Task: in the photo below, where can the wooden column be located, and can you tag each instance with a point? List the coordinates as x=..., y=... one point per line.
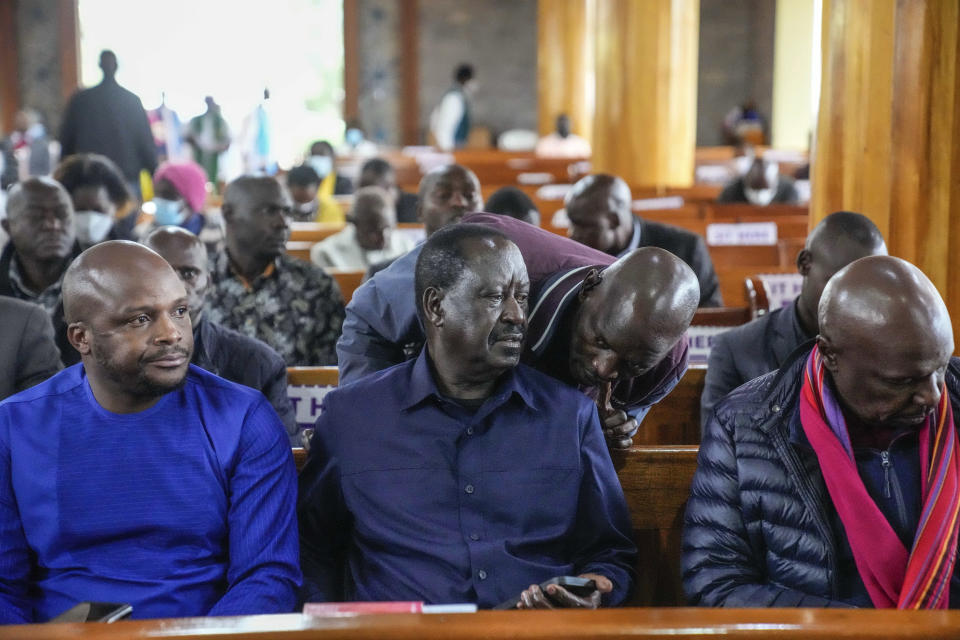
x=645, y=119
x=888, y=132
x=564, y=65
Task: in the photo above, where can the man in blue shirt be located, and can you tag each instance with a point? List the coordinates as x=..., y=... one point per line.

━━━━

Reproduce the entire listing with every request intact, adding 75 to each x and y coordinate value in the answer points, and omit the pictures.

### Written answer
Task: in the photo below, where can the wooden column be located, and can you tag each instance with a point? List the coordinates as x=..., y=... one point per line.
x=720, y=194
x=963, y=207
x=639, y=140
Task: in the photo above, where can the man in blue shirt be located, and can you tag each instance with a point? List the coordinates as x=..., y=... one point per line.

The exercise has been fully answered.